Task prompt
Here, the job is to give back every entry below unchanged, omitting pictures.

Natural language region descriptions
● ● ● ●

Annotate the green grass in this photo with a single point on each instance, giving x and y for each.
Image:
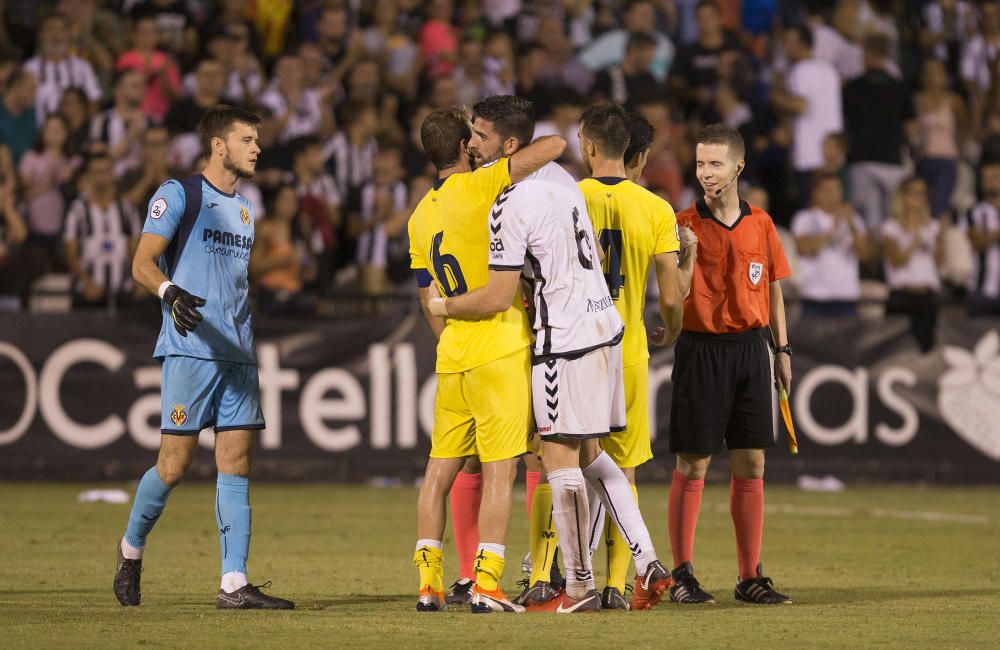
(867, 567)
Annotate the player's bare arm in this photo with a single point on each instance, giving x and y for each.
(496, 296)
(671, 300)
(436, 323)
(146, 271)
(536, 155)
(779, 331)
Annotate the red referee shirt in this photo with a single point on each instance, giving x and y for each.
(735, 265)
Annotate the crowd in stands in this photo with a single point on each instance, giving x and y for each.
(872, 127)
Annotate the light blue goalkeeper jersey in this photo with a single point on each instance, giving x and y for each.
(211, 234)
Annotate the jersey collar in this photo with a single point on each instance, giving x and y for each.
(705, 213)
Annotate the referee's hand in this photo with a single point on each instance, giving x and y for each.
(183, 308)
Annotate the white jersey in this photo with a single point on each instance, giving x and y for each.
(543, 221)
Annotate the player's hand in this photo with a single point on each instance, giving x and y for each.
(183, 308)
(783, 371)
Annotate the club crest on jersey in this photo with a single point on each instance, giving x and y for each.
(178, 415)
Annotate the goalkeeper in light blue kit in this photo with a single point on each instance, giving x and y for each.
(194, 253)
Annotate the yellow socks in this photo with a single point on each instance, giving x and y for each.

● ● ● ●

Solution for this problem
Annotate the green grass in this photo with a single point on each instance, giving x and y for each.
Image:
(867, 567)
Annotate the player's bare arm in this photo with a single point on each instance, giving x and y for each.
(496, 296)
(671, 300)
(436, 323)
(146, 271)
(536, 155)
(779, 331)
Annotate the red referee shirt in this photo with a single point on each instance, giving x and y for each.
(735, 265)
Annotate the crowd in stands in this photo with a single point on each instance, giving x and y for each.
(872, 127)
Annotate the light blue goalkeeper jersey in this photo with a single point on each instance, giving x and y for each.
(211, 234)
Annotate the jersey collar in this photo with a single point on each instance, giving x and y for each.
(705, 213)
Annotate the referee's hand in this photo with a single point on each instance, giving x and y for each.
(183, 308)
Annotate the white jersey in this photo with a single point on each instance, giving x and y for each.
(543, 221)
Annotate the player's hand in this photo with a single point on each instance, giving x and y for each.
(183, 308)
(783, 371)
Annotate the club crest on jersey in this photo with a single point on each instance, giving x and y for each.
(178, 415)
Annotate the goalkeeper in light blue kit in this photo with a single point on each instance, giving x and y for each.
(194, 253)
Annotate the yellow socks in this photo with a single point on each instance, giving x and y for each.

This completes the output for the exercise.